[INSTRUCTIONS FOR THE TASK] Count the lines in the items below that contain the string "interface", and give only that number.

Begin DATASET ENTRIES

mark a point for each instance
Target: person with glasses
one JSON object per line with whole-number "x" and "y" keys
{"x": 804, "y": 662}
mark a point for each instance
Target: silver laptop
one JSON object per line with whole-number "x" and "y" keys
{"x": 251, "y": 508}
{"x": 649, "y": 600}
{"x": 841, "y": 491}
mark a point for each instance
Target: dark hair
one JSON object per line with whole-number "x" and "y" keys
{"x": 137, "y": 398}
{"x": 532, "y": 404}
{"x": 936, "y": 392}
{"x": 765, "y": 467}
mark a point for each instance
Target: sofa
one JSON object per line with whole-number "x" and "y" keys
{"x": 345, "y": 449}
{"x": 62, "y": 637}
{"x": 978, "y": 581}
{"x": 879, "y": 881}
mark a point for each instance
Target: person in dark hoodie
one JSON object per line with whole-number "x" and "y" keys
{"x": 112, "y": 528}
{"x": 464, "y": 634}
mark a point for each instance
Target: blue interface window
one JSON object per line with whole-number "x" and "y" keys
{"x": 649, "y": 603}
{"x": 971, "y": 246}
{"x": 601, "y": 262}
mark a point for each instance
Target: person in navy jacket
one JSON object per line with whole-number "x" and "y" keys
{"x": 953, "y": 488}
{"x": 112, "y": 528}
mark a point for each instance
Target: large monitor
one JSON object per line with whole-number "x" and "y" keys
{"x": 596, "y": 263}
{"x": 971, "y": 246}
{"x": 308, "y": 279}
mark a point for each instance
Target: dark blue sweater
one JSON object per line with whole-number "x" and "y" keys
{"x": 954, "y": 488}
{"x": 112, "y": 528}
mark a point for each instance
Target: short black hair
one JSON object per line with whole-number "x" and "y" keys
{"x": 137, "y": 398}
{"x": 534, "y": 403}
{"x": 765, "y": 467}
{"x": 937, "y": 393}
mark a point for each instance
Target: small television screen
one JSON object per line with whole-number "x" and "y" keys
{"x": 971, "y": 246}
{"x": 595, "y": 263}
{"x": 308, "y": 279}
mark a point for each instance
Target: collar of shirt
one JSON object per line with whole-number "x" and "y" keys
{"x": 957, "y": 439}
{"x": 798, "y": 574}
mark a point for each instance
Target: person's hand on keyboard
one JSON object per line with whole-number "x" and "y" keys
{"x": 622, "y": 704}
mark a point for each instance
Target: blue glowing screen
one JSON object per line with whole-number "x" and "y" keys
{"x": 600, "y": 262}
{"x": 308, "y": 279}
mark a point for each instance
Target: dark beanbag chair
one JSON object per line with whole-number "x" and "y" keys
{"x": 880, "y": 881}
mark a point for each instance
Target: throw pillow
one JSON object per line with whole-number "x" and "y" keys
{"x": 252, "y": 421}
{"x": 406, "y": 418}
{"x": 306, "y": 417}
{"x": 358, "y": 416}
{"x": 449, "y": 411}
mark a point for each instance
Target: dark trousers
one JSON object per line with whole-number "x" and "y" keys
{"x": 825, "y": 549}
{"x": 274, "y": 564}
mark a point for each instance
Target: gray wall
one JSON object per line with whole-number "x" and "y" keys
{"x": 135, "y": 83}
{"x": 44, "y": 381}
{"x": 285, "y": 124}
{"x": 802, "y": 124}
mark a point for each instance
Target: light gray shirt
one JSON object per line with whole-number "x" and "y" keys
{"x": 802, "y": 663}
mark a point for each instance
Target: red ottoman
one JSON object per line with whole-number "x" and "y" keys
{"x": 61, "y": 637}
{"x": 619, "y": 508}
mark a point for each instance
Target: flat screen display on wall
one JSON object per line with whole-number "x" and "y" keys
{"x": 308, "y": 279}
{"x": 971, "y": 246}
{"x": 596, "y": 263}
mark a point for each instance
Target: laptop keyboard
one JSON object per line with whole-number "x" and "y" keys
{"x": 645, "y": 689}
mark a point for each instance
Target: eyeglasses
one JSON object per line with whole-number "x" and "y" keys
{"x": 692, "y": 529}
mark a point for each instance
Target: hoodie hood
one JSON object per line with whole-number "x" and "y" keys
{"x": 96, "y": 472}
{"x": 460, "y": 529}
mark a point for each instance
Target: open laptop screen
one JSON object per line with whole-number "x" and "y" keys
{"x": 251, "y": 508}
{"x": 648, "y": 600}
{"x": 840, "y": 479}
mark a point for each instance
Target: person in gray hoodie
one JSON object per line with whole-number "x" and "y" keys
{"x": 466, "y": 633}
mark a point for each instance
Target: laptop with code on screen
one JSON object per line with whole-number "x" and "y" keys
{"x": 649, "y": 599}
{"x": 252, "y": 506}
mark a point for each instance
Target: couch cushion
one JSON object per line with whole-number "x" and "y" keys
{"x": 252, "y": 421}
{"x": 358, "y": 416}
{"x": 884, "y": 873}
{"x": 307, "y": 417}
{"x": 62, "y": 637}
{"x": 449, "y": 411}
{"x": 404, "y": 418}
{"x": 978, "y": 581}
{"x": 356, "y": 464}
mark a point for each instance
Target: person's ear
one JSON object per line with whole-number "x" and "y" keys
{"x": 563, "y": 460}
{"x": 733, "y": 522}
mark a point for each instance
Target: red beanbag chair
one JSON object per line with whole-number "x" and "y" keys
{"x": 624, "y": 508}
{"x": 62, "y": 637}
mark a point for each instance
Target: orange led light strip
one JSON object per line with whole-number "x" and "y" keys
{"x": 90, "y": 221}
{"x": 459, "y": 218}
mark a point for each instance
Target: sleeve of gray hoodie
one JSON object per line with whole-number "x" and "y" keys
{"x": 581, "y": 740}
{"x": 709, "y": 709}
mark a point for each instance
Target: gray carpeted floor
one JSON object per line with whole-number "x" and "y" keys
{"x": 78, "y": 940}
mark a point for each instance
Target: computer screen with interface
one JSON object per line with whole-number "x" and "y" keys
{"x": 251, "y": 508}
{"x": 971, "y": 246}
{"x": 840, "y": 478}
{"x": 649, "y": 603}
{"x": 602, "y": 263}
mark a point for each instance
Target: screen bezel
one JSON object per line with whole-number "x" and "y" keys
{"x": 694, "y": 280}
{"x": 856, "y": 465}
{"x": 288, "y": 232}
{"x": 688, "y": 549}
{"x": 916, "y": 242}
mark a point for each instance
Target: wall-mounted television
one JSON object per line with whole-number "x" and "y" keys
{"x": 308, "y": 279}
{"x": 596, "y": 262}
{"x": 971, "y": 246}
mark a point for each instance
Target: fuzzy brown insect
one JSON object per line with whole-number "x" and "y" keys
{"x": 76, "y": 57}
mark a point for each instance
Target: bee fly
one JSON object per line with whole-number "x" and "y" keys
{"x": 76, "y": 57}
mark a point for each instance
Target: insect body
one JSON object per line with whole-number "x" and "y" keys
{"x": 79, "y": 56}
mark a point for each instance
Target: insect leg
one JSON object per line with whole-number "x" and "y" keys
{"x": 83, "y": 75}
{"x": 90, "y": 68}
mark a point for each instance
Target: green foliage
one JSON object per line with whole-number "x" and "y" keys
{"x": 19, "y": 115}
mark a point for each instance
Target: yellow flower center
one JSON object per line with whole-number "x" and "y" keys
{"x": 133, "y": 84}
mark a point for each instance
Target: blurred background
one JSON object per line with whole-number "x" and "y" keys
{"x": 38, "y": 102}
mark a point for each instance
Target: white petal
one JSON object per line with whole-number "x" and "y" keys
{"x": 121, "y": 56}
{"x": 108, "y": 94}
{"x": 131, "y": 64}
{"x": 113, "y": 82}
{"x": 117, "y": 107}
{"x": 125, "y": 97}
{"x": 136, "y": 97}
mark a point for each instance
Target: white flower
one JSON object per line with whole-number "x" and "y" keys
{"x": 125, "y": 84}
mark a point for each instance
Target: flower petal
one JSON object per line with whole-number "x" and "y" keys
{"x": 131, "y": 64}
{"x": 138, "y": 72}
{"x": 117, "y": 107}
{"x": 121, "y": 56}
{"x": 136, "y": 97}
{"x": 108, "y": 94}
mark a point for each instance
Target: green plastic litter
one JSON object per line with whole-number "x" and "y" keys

End DATASET ENTRIES
Begin DATASET ENTRIES

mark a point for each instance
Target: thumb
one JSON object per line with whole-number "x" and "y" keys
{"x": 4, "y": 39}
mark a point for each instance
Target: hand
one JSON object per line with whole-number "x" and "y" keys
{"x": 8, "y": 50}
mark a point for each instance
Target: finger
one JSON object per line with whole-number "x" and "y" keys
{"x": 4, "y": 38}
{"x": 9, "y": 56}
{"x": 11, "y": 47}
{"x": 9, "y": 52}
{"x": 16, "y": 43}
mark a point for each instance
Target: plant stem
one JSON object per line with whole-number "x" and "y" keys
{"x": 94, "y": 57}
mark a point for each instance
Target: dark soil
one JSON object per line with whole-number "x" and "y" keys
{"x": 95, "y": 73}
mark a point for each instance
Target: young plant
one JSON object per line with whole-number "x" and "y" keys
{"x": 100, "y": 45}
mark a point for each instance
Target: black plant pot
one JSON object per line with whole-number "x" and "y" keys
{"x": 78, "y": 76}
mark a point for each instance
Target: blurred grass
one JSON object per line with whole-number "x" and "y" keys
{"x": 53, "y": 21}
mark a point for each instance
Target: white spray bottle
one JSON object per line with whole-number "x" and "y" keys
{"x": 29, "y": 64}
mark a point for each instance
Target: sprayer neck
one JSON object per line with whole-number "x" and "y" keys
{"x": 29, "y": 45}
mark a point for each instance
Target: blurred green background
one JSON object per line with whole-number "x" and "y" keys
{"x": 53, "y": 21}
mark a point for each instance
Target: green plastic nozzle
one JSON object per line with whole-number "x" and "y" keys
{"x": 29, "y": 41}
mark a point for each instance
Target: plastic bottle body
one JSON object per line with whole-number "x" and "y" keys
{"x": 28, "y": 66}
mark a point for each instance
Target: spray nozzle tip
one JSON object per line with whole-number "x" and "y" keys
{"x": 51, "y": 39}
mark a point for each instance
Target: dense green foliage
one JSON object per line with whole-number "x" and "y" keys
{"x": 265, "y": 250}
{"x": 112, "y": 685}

End DATASET ENTRIES

[COMPLETE OUTPUT] 2